### How to complete this task:
Among the entries below, take the line with "Target: brown floodwater" and the line with "# test: point at every instance of the front bumper, one", and output them and every line between them exactly, with nothing else.
────────────────────────────────────────
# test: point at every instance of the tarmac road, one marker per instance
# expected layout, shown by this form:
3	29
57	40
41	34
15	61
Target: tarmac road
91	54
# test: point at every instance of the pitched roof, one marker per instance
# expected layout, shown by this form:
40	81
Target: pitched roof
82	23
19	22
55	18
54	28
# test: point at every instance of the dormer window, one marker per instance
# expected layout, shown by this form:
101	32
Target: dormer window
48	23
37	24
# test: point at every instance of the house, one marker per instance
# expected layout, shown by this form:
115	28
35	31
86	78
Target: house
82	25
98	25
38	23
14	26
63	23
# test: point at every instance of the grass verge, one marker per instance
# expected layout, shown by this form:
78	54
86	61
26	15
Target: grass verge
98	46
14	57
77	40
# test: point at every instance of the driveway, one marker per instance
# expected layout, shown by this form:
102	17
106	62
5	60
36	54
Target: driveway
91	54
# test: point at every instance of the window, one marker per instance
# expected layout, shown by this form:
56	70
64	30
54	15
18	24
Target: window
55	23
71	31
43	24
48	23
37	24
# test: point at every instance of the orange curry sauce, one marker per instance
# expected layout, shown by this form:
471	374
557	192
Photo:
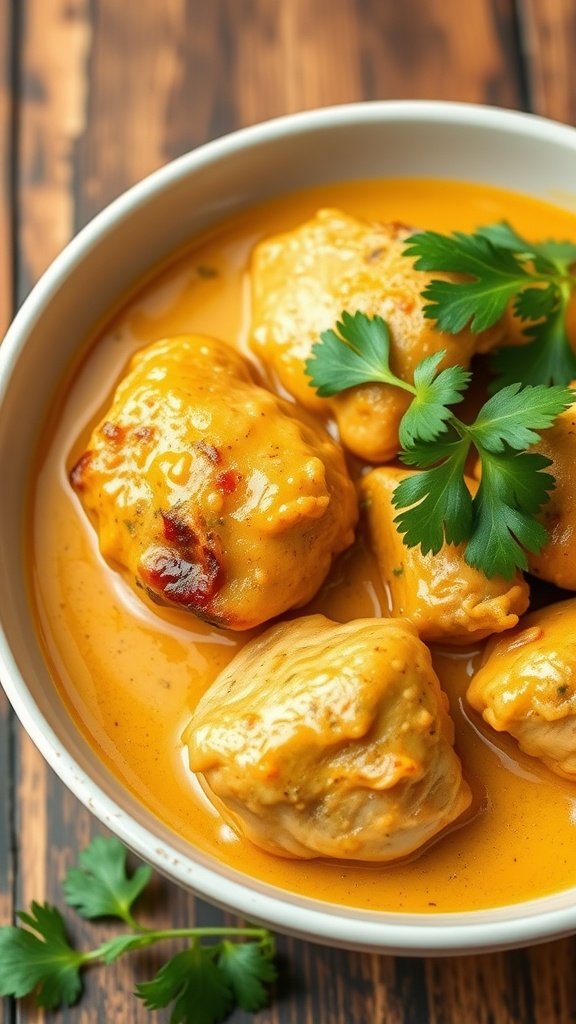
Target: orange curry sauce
130	673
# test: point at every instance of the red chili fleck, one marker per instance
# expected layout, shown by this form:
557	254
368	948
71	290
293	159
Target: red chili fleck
78	470
113	431
192	584
178	531
228	481
209	451
144	433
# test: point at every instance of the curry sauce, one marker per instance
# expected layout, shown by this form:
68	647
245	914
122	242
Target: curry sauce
131	672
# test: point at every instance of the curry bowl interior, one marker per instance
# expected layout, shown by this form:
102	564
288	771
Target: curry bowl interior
132	236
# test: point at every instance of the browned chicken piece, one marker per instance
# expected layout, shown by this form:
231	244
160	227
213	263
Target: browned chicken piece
446	598
557	561
527	686
301	283
213	494
322	739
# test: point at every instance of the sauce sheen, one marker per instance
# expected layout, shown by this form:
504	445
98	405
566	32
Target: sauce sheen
130	672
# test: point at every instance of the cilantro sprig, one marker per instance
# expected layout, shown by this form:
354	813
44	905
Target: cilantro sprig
203	982
498	523
501	268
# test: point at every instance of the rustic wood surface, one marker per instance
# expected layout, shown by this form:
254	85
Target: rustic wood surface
93	95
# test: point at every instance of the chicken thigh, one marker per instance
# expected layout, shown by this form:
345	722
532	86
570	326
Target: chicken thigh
322	739
213	494
301	283
446	598
527	686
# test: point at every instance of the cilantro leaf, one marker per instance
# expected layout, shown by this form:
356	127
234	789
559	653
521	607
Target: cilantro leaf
40	957
358	352
504	508
559	253
100	887
248	967
437	506
496	271
193	981
512	417
427	414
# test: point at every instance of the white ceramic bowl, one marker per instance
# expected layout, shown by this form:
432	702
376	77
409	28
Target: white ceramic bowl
396	139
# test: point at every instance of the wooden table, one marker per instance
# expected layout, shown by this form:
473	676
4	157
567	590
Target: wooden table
93	95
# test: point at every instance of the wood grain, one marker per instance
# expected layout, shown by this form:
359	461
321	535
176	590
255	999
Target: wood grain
6	168
548	30
53	80
110	91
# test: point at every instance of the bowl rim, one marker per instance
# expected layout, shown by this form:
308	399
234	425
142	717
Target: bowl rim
411	934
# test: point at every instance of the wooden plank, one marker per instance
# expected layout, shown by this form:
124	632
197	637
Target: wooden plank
112	91
6	126
548	32
6	298
53	80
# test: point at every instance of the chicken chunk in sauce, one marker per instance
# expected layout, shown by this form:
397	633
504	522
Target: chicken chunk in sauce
302	281
322	739
446	598
527	686
213	494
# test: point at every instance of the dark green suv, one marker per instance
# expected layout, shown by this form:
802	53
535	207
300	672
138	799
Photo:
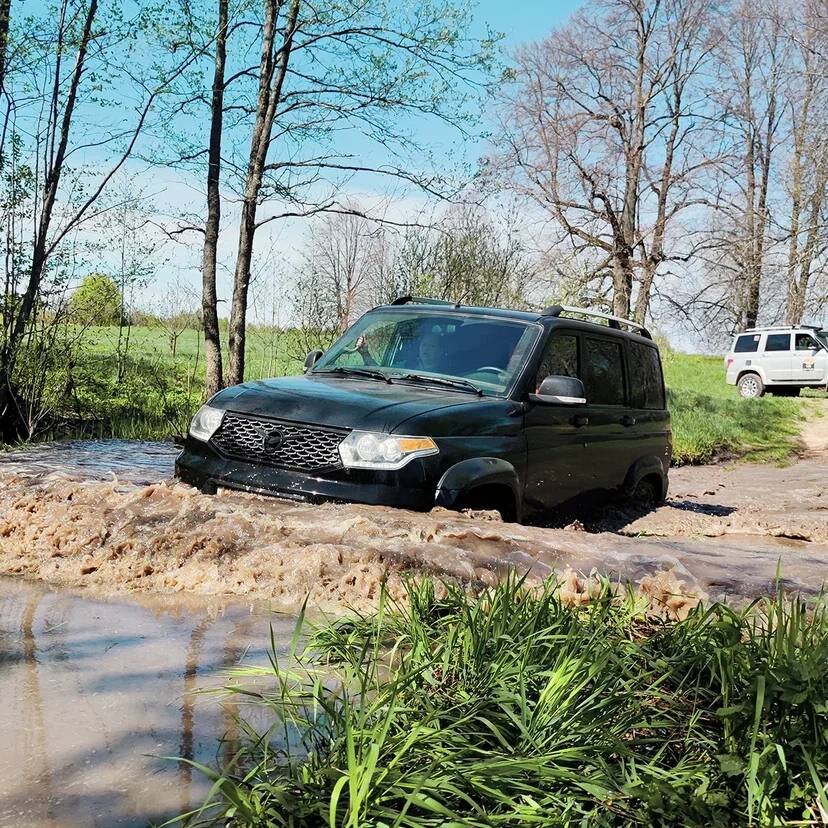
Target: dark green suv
425	403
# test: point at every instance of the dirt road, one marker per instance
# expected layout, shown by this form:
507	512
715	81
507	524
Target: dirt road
722	533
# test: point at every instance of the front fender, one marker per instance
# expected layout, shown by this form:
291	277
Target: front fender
467	475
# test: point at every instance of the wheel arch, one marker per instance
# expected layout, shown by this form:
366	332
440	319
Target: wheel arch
480	474
646	468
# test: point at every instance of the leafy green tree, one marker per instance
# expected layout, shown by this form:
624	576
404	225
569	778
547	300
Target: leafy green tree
97	301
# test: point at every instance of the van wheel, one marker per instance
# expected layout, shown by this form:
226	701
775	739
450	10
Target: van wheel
751	385
647	493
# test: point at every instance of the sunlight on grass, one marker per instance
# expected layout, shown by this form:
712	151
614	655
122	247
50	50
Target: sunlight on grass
512	709
711	421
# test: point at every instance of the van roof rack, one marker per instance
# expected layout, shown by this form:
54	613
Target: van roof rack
781	328
422	300
613	321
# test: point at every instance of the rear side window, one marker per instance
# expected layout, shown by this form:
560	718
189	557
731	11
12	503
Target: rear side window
603	372
746	344
646	382
778	342
560	358
805	342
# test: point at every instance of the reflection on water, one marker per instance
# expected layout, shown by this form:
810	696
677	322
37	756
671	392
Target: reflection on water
135	461
95	692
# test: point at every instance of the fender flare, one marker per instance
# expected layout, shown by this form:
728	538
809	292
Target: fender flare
644	466
752	369
463	477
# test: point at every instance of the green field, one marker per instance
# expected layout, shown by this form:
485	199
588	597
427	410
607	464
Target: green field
157	393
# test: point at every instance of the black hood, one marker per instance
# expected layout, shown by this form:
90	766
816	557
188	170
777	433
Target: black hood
338	401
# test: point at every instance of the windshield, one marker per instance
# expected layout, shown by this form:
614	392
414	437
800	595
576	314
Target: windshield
472	353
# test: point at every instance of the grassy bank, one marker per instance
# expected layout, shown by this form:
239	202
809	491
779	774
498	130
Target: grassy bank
511	709
153	388
711	421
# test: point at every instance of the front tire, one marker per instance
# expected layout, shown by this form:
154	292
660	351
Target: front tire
751	385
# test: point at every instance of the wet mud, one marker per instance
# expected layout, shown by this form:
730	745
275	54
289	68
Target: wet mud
108	517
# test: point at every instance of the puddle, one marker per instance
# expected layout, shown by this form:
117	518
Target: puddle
94	692
133	461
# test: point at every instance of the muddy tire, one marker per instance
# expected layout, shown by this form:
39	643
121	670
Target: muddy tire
646	494
751	385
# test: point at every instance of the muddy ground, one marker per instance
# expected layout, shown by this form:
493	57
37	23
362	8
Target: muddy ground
107	517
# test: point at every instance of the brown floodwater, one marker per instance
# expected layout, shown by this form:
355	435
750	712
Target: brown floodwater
125	592
96	692
107	516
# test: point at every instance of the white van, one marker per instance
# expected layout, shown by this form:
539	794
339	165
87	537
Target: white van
778	360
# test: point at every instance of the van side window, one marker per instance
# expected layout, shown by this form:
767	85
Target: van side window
603	372
778	342
560	358
646	381
746	344
805	342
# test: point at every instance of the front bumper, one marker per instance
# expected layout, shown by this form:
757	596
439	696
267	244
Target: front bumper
412	487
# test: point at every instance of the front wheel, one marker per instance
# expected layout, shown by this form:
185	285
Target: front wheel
751	385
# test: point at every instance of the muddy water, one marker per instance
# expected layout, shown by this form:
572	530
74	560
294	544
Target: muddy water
95	688
107	516
94	692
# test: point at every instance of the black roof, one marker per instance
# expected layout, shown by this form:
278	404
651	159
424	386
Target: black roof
548	316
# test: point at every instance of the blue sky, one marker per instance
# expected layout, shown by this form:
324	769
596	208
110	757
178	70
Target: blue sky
520	21
523	20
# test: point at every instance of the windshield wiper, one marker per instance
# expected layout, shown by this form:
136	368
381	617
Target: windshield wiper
346	370
452	383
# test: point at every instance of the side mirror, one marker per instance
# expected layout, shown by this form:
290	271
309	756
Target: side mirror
311	359
557	390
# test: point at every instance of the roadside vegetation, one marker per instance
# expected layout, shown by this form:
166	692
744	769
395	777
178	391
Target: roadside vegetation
712	422
146	381
512	709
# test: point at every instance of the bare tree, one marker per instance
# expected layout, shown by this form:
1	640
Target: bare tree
326	72
275	57
214	376
56	100
753	55
807	105
607	132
────────────────────────────────────────
### Exercise result:
Target: brown floodwater
125	592
96	692
107	516
# test: point at every instance of the white van, one marker per instance
# expected layout, shown by this form:
539	794
339	165
87	537
Target: white van
778	360
# test: point at every instance of the van side window, one marker per instance
# expected layout, shown by this form:
767	85
Target: van side window
603	372
778	342
560	358
646	381
746	344
805	342
# test: point at every instance of the front bumper, one marker per instance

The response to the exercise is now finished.